**Goals**:
1. In the sewing tutorial, which fabric does the writer prefer for a hidden core layer?
2. Summarize the sewing tutorial in two sentences.
3. Decide whether each statement agrees with the sewing tutorial, answering yes or no and quoting the words that settle it: (a) The writer's chosen backing fabric is microfleece or micropolar fleece. (b) When a PUL layer is used, pins should go inside the pattern. (c) A smaller turning hole is easier to close when topstitching.

**Source text**:
It has been a bit of a learning adventure where I started with a pattern with seam allowance and trying to sew within the seams and sewing the core to the topper and of course I started out with one of the hardest fabrics to sew with (minky and pul backed minky).
So I thought I should post what works for me!
– Topper fabric (this can be virtually any fabric but my fabric of choice is cotton lycra which is the same material most underwear are made from).
– Backing fabric (PUL or PUL backed fabrics are great for waterproofing but don’t allow your nether regions to breathe as easily. My chosen backing fabric today is microfleece or micropolar fleece as this is just a liner and not aimed at being used for period days).
– Hidden core fabric (optional) and/or core fabric (flannelette is my preferred fabric for a hidden core layer, and any absorbent fabric for cores is fine).
– A pattern (I like Versodile Round for an easy beginner and classic pattern)
– Sewing machine (handsewing is possible but much more tedious)
– Tailors chalk/pen/pencil (mine disappears after a few days which is great for when you’re doing a quick project but terrible if you get distracted and don’t come back to it for a few days!)
– Point turner or letter opener or even a blunt knife
– (optional) Pinking shears
1. Trace pattern on to hidden core or topper fabric.
1a. If making a pad with absorbency, trace core pattern on to core fabrics.
2. Cut around pattern.
Remember to leave ample room to sew (seam allowance). Do the same with topper and backing fabrics. Place hidden core layer on wrong side of topper fabric and place topper and backing fabrics right side together when cutting.
2a. Cut core fabric and sew core to hidden core layer or to topper fabric.
I usually use a serger to sew core layer/s together. Alternatively, a zigzag or straight stitch will usually suffice.
When sewing core to topper or hidden core fabric, I usually trace around the core pattern inside the main pattern, pin around and then sew to fabric using a zig zag stitch.
3. Pin layers together.
If using a PUL or PUL backed layer, make sure you don’t pin inside the pattern otherwise the waterproofing will be compromised. The more pins the better when you’re starting out.
4. Sew on the line making sure you leave a turning hole.
I like to use a walking foot when using fabrics of different stretch. A regular presser foot is fine but if you are an absolute beginner, a clear presser foot may be of assistance.
The size of the turning hole depends on how many layers you are using, including if you are sewing a core as well. For this tutorial I left a rather large turning hole to make it super quick and easy to turn. The smaller the turning hole, the easier it is to close the hole when topstitching.
I like to backstitch in the corners as these are the stress points when you clip and turn later.
5. With sharp fabric scissors, cut into the corners being very careful not to cut the stitching.
6. Cut around the wings leaving roughly 1/4″ or 5mm seam allowance. Cut corners being very careful not to cut stitching.
7. Using pinking shears, cut around the rest of the pattern.
Cut close to stitching but be very careful not to cut the stitching. If you don’t have pinking shears, cut to roughly 1/4″ or 5mm seam allowance and cut small triangles all around to give an equivalent effect.
8. Turn through the turning hole making sure that your turning through the correct layers.
Use a point turner or letter opener to make your wing corners nice and crisp. Run the edge of your tool around the inside edge of the entire pad to make it easier to iron.

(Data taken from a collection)
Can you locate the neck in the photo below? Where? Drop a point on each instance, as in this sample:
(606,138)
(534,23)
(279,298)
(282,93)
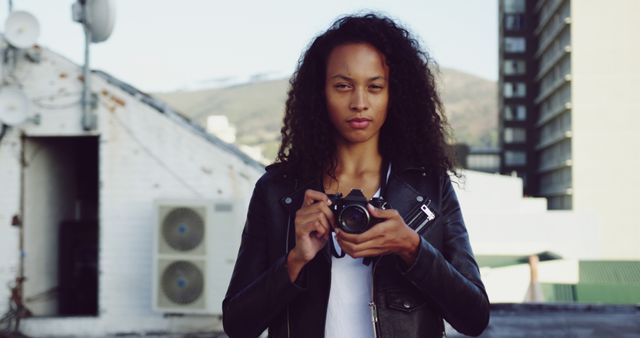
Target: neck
(358,159)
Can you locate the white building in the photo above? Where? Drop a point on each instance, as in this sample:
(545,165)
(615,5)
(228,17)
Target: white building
(74,194)
(572,133)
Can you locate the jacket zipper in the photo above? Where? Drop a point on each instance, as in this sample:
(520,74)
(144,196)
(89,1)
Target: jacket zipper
(372,303)
(286,251)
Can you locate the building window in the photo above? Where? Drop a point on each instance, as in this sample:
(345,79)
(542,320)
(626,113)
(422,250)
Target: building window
(514,45)
(513,158)
(514,67)
(515,112)
(515,135)
(515,89)
(513,22)
(514,6)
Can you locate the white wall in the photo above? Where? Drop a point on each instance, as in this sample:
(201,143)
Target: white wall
(500,221)
(606,116)
(144,155)
(9,206)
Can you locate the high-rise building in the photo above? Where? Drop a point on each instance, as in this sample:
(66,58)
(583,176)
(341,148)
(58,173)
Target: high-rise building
(570,106)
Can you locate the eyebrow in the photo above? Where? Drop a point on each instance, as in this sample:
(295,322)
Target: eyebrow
(344,77)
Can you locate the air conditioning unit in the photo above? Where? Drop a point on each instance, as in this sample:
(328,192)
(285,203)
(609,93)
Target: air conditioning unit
(192,262)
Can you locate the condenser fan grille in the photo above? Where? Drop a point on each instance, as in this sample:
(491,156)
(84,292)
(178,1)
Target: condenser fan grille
(183,229)
(182,282)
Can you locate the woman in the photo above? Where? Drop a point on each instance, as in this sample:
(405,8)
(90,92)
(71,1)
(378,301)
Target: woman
(362,113)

**Responses in order**:
1. Flannelette.

2. The sewing tutorial lists the materials and tools for sewing a pad: topper, backing and optional core fabrics, a pattern, a sewing machine, a marking tool, a point turner and optional pinking shears. It then walks through tracing and cutting the pattern, sewing on any core, pinning the layers, sewing on the line with a turning hole, trimming the wings and edges without cutting the stitching, and turning the pad through the hole.

3.
(a) Yes: "My chosen backing fabric today is microfleece or micropolar fleece"
(b) No: "make sure you don’t pin inside the pattern otherwise the waterproofing will be compromised"
(c) Yes: "The smaller the turning hole, the easier it is to close the hole when topstitching."